• _TEXT UNDER STUDY_
============

Even 'healthy obesity' increases risk of stroke, heart attack, diabetes - study

obese person on scales
Authors are calling for the term to no longer be used in a clinical setting. Photo credit: Getty Images.

People who have a healthy metabolism despite being obese are still at a heightened risk of diabetes, heart disease, stroke and respiratory disease, according to new study. 

Researchers examined the health data of nearly 400,000 UK citizens over a decade to determine whether there were health risks associated to obesity even if a person still has normal blood sugar levels, blood pressure and insulin. 

Published in journal Diabetologia this month, the study found metabolically healthy people with obesity - compared to metabolically healthy people without obesity - were significantly more likely to have type 2 diabetes, suffer heart attacks, stroke, heart failure, respiratory disease and chronic obstructive pulmonary disease.

"Particularly worth noting is that people with metabolically healthy obesity had a higher risk of heart failure and respiratory disease than metabolically unhealthy participants without obesity," the authors said.

============

Stored data
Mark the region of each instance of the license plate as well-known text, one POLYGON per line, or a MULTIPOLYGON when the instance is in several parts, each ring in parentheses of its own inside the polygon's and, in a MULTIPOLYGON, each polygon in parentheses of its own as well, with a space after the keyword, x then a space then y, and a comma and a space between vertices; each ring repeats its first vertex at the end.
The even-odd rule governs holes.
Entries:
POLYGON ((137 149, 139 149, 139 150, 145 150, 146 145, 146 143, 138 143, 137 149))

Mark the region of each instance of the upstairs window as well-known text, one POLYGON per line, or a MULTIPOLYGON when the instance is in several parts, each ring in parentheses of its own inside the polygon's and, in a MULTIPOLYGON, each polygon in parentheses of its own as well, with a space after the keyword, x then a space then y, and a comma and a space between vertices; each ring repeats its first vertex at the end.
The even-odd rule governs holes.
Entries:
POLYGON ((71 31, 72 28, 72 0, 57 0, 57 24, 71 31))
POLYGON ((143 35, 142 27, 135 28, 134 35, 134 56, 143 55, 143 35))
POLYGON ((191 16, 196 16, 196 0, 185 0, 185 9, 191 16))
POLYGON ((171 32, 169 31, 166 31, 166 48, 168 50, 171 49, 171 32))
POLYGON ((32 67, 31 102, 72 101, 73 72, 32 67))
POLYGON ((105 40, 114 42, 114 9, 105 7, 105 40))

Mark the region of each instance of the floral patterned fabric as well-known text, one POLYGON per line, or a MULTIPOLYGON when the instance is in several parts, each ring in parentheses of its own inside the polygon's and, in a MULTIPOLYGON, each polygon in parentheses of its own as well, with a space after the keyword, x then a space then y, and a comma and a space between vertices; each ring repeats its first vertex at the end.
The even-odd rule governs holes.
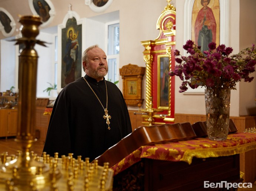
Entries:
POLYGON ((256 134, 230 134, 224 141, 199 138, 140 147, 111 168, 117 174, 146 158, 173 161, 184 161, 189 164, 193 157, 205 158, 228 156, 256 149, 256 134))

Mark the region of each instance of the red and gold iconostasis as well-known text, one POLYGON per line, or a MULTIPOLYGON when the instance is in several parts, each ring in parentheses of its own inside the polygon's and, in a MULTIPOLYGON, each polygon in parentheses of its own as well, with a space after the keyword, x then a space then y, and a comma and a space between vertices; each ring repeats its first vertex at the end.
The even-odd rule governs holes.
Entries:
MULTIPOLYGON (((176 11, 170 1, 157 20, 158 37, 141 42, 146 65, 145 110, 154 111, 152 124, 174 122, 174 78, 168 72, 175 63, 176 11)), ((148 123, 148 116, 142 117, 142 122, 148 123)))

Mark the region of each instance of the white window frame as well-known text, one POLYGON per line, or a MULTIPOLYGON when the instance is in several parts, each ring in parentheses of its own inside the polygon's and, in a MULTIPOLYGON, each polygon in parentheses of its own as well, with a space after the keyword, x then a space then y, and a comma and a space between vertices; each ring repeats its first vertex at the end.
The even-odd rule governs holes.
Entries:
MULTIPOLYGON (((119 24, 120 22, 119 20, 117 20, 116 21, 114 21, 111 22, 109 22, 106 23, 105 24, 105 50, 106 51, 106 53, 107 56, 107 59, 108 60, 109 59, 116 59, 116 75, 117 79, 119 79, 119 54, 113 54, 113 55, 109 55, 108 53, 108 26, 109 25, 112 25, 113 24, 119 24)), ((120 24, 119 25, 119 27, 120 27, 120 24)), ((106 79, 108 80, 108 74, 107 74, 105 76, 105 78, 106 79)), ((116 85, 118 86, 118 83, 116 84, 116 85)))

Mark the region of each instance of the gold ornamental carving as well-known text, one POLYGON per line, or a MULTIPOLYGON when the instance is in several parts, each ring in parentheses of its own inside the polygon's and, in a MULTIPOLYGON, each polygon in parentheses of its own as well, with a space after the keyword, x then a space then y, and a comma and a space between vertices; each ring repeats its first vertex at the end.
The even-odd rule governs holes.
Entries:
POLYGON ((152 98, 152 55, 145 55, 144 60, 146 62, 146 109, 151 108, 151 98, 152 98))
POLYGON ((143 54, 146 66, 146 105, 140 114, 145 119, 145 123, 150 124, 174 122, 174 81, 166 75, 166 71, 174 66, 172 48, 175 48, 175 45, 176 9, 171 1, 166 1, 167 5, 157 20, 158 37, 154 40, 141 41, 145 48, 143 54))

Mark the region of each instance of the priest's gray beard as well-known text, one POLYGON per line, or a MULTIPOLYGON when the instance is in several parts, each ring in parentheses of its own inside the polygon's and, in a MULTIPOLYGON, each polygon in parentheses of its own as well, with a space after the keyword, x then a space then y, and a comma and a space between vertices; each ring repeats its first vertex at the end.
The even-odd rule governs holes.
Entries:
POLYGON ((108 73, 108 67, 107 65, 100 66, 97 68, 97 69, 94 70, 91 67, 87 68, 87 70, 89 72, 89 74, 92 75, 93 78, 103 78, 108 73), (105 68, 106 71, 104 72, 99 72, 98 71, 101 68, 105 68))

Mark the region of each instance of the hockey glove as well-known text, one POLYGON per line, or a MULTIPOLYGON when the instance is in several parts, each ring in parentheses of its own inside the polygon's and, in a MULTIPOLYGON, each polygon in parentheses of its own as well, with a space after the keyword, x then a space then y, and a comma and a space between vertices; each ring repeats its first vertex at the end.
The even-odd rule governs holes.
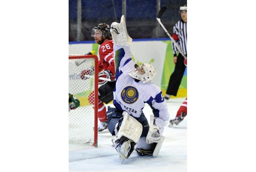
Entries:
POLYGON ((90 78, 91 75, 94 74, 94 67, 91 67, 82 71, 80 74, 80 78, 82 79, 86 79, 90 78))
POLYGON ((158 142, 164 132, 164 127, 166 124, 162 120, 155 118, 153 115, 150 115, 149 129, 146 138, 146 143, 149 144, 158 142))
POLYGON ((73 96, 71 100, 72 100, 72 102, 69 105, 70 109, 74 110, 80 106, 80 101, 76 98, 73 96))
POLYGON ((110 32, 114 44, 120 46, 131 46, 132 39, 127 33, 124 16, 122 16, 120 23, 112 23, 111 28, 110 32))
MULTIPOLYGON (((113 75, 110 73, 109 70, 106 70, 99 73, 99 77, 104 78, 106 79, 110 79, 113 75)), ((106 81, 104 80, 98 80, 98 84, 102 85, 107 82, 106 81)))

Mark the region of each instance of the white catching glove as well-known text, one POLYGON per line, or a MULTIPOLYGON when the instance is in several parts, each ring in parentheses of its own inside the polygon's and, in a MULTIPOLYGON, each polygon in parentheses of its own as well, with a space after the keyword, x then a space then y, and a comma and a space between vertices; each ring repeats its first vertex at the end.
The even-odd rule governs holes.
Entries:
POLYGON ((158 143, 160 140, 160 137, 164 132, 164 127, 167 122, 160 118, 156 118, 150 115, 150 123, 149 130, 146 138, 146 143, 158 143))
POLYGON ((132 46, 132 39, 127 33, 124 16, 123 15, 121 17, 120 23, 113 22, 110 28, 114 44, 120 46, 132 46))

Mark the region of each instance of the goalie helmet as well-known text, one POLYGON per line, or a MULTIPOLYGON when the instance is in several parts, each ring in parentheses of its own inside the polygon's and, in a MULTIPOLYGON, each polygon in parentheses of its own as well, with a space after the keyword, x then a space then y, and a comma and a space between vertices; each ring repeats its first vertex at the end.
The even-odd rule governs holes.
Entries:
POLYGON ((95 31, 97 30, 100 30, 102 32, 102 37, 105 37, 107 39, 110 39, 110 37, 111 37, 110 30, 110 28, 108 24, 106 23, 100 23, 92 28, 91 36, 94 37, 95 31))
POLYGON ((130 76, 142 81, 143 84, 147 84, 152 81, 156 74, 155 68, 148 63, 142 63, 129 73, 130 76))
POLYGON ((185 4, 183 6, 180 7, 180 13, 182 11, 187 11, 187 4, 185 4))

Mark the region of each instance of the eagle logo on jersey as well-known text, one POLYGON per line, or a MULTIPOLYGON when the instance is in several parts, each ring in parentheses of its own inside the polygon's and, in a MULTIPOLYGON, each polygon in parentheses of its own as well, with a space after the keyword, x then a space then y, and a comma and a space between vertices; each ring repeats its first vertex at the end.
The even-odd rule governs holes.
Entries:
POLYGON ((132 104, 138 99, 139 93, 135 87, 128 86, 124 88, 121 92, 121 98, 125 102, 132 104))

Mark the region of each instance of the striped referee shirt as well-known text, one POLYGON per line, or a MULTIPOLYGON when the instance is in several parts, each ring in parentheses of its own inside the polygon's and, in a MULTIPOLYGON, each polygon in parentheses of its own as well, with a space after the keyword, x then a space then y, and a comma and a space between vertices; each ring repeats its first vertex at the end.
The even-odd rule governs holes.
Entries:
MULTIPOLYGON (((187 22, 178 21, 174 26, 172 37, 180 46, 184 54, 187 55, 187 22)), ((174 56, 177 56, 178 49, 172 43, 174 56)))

============

• _INSTRUCTIONS_
(a) According to the article on "healthy obesity," why did the researchers examine the health data of nearly 400,000 UK citizens over a decade? Answer in one to three sentences.
(b) Carry the article on "healthy obesity" forward from its last sentence.
The stored data come from a different source than the article.

• _RESPONSE LIST_
(a) They wanted to find out whether obesity carries health risks even when a person still has normal blood sugar levels, blood pressure and insulin.

(b)
Those considered to be 'healthily' obese are people who have normal blood pressure, favourable blood fats, little or no systemic inflammation, and a healthy level of insulin. This occurrence is estimated to be 3 - 22 percent of the obese population. 

It is estimated that globally there are over 300 million people with obesity, and if current trends continue, likely over 1 billion people by 2030. 

The ongoing global epidemics of type 2 diabetes (T2D), hypertension, cardiovascular disease (CVD), and many other serious health problems are linked with the weight condition.

"Weight management could be beneficial to all people with obesity irrespective of their metabolic profile," the authors of the study said. 

"The term 'metabolically healthy obesity' should be avoided in clinical medicine as it is misleading, and different strategies for defining risk should be explored."